◆ Exercise prompt
Please restate the lines shown below exactly, every one of them.

[Point localization data]
_ _ _ _

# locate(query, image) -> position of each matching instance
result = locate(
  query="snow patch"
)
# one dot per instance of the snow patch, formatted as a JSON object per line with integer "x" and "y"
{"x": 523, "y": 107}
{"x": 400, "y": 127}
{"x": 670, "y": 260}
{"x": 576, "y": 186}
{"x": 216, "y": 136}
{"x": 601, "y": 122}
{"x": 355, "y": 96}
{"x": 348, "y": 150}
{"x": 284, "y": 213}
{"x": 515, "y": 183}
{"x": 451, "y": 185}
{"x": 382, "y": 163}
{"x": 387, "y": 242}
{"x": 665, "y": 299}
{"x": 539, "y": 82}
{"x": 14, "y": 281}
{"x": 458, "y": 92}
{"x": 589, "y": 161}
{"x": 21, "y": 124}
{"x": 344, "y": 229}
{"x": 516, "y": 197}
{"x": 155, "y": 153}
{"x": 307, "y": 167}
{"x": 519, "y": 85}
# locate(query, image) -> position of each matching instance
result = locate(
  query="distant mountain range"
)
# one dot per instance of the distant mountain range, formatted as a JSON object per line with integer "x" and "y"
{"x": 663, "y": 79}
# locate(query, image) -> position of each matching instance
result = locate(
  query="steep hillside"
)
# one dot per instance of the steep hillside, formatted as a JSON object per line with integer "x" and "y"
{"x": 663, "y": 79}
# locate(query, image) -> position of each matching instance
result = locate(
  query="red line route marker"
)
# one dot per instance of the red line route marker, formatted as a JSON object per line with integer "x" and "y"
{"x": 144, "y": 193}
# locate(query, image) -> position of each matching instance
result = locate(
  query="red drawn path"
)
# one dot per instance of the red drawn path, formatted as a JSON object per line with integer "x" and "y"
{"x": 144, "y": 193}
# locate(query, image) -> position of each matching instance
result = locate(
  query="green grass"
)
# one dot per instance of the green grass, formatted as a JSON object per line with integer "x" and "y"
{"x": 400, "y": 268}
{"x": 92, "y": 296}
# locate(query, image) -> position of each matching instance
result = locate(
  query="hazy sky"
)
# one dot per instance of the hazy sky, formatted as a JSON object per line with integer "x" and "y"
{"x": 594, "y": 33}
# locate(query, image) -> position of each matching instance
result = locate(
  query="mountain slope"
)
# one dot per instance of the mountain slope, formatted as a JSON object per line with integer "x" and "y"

_ _ _ _

◆ Task response
# locate(query, image) -> position of each matching instance
result = locate(
  query="snow patch"
)
# one dot per instance of the snow patch, formatted as a JSON object per line with integer "x" and "y"
{"x": 523, "y": 107}
{"x": 400, "y": 127}
{"x": 670, "y": 260}
{"x": 576, "y": 186}
{"x": 216, "y": 136}
{"x": 601, "y": 122}
{"x": 355, "y": 96}
{"x": 348, "y": 150}
{"x": 284, "y": 213}
{"x": 515, "y": 183}
{"x": 451, "y": 185}
{"x": 382, "y": 163}
{"x": 387, "y": 242}
{"x": 665, "y": 299}
{"x": 539, "y": 82}
{"x": 14, "y": 281}
{"x": 458, "y": 92}
{"x": 589, "y": 161}
{"x": 21, "y": 124}
{"x": 344, "y": 229}
{"x": 516, "y": 197}
{"x": 155, "y": 153}
{"x": 307, "y": 167}
{"x": 519, "y": 85}
# locate(query, image) -> position of each matching instance
result = locate(
  query="distant mountain range"
)
# one dot per instance of the distant mountain range, formatted as a JSON object per line with integer "x" and "y"
{"x": 663, "y": 79}
# locate(query, image) -> position of each matching instance
result = locate(
  query="steep hillside"
)
# one dot per instance of the steep hillside, formatted as a JSON object per line with integer "x" and "y"
{"x": 663, "y": 79}
# locate(query, image) -> position of each matching instance
result = locate(
  query="red line route marker"
)
# one dot per instance of the red line route marker, formatted as a JSON object per line with integer "x" and "y"
{"x": 144, "y": 193}
# locate(query, image) -> position of each matching instance
result = locate(
  query="red drawn path"
)
# one dot per instance of the red drawn path, formatted as a JSON object per line with integer "x" and "y"
{"x": 144, "y": 193}
# locate(query, image) -> position of each matching instance
result = locate(
  query="green grass"
)
# one dot per instance of the green grass, formatted as a JSON object per line with integer "x" and "y"
{"x": 400, "y": 268}
{"x": 92, "y": 296}
# locate(query, image) -> position of each matching instance
result = locate(
  query="hazy sky"
)
# one dot per instance of the hazy sky, formatted as a JSON object per line with integer "x" and "y"
{"x": 594, "y": 33}
# locate(query, image) -> position of each matching instance
result = locate(
  query="mountain slope"
)
# one dot per instance of the mountain slope, formatted as a JSON object per line with integer "x" and "y"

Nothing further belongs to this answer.